Required work:
Count the lines in the entries below that contain the string "lamp", and give only that number.

Data shown:
--

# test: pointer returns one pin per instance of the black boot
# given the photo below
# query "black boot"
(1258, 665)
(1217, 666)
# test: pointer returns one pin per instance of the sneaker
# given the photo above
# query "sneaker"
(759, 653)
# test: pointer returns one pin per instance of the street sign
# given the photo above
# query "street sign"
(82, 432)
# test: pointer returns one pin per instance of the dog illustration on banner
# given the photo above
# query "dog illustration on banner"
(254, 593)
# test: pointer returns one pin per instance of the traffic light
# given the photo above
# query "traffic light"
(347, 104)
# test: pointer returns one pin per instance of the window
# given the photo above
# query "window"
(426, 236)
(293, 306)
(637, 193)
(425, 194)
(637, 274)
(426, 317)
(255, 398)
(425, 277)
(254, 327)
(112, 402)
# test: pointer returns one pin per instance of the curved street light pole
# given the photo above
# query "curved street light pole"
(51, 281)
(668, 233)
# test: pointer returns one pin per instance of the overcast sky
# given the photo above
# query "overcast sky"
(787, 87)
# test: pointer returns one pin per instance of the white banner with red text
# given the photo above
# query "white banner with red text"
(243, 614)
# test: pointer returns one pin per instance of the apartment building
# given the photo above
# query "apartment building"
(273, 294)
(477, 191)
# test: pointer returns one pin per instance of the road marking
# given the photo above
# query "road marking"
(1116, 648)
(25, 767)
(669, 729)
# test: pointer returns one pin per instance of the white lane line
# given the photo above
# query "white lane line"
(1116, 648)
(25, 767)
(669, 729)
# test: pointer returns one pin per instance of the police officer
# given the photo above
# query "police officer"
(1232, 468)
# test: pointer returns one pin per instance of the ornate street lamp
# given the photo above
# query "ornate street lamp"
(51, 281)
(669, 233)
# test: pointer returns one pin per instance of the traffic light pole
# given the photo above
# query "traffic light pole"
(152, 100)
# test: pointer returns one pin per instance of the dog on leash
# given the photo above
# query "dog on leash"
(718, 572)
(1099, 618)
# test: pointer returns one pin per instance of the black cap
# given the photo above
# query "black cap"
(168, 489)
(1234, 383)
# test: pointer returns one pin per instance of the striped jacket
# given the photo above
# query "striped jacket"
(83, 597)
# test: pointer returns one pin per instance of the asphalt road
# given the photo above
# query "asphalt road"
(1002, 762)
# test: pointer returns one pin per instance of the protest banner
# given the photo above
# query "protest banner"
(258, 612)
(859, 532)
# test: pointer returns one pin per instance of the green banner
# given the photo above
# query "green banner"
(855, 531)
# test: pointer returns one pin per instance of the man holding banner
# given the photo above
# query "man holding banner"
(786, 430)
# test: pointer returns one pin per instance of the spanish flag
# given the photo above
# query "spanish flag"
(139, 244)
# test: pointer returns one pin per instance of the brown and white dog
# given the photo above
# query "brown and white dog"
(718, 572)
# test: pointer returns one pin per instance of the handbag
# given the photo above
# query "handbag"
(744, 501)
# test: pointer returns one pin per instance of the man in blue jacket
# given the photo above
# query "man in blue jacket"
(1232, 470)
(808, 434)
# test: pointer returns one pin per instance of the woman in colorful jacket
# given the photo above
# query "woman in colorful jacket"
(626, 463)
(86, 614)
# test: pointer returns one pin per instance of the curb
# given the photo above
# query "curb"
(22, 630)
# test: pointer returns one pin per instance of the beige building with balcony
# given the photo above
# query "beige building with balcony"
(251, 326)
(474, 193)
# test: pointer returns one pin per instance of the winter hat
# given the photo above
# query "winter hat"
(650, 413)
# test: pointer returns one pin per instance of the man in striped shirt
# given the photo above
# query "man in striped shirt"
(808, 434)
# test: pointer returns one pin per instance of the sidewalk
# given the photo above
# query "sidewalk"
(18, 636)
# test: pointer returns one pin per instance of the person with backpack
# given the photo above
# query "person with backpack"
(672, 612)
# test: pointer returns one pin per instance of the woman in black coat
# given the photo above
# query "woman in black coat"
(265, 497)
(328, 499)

--

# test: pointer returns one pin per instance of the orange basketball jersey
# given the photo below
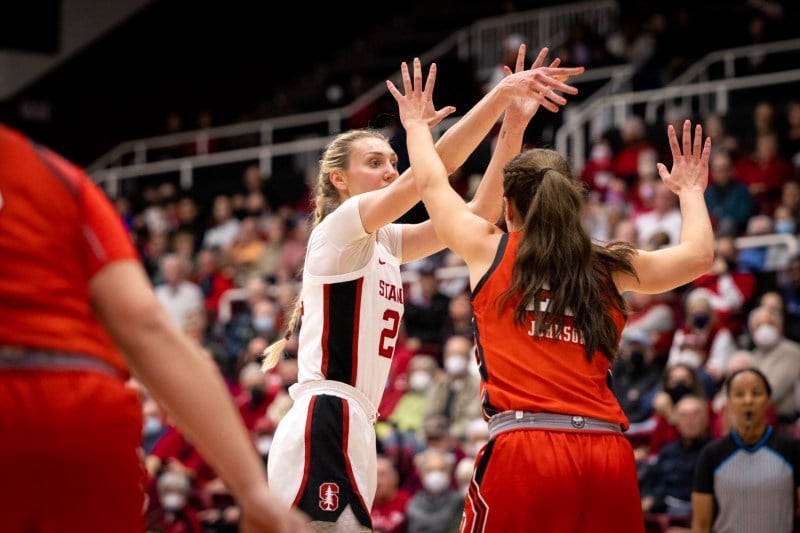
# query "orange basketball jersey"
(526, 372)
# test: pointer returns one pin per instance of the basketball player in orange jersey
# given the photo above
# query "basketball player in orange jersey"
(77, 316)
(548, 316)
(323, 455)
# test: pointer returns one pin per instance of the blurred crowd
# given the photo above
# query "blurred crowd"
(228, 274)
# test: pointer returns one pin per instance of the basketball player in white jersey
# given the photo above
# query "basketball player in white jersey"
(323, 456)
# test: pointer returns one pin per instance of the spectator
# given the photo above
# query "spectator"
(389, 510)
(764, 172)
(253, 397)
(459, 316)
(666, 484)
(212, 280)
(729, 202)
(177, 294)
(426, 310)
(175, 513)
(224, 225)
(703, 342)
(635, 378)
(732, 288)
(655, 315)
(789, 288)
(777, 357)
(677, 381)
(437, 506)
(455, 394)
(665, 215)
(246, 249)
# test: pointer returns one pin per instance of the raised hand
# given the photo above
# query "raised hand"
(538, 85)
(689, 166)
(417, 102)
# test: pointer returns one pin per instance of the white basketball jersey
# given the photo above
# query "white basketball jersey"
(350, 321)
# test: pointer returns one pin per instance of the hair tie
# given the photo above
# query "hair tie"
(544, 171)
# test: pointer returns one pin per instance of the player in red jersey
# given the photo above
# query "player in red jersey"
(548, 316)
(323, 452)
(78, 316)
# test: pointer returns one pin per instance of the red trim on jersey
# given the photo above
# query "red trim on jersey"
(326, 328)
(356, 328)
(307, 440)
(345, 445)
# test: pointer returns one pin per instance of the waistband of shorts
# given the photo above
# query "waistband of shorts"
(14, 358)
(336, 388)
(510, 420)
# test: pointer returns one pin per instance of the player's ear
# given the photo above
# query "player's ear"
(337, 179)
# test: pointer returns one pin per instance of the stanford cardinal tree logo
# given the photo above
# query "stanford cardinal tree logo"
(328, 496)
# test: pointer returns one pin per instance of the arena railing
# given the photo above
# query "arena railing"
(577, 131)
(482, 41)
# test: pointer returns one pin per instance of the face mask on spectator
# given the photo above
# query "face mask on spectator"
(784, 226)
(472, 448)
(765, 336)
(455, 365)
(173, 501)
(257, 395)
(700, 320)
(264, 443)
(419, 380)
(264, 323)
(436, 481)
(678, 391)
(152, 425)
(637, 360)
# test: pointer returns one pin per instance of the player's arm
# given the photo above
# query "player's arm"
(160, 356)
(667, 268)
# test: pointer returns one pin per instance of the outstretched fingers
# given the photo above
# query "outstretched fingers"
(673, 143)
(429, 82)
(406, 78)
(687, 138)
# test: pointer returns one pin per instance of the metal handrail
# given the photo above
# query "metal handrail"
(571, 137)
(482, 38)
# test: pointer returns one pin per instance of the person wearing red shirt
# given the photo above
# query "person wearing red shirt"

--

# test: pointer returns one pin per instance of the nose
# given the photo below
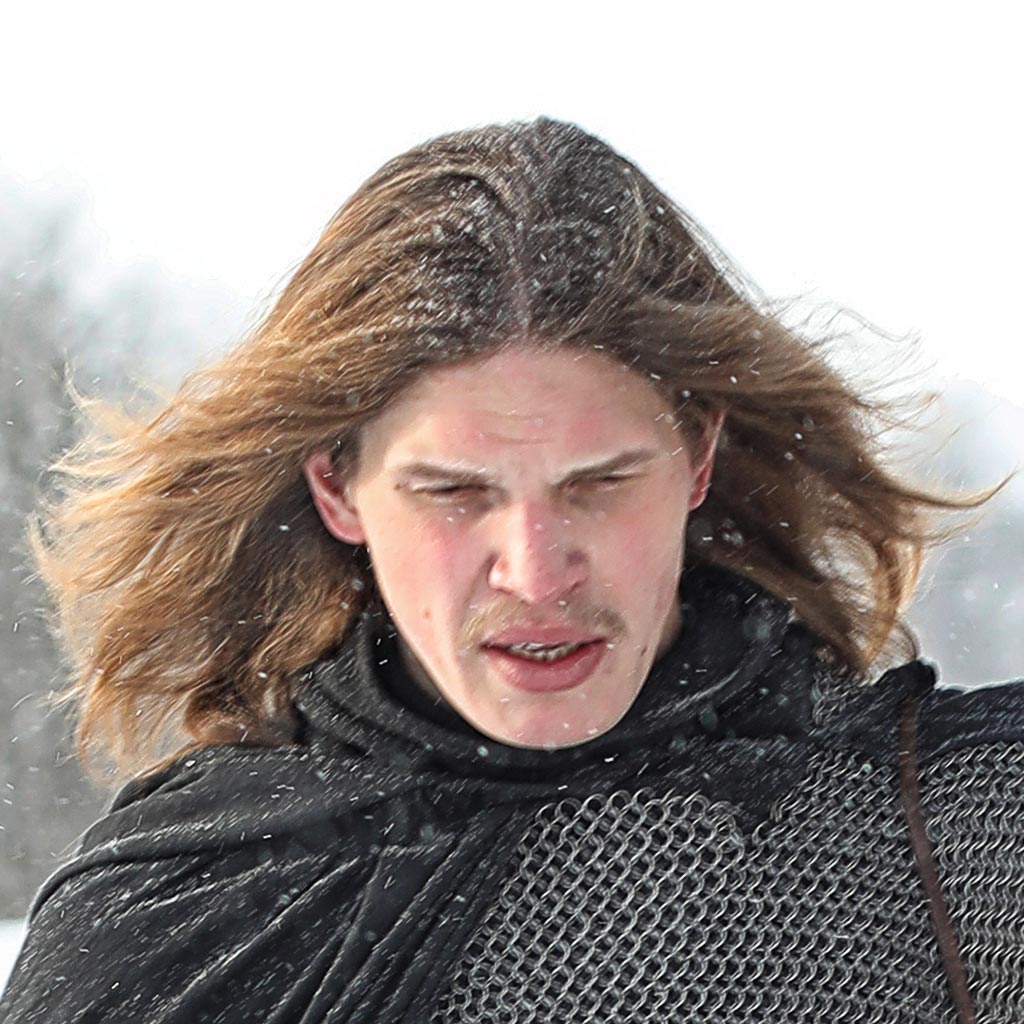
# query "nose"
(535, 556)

--

Answer to the problem:
2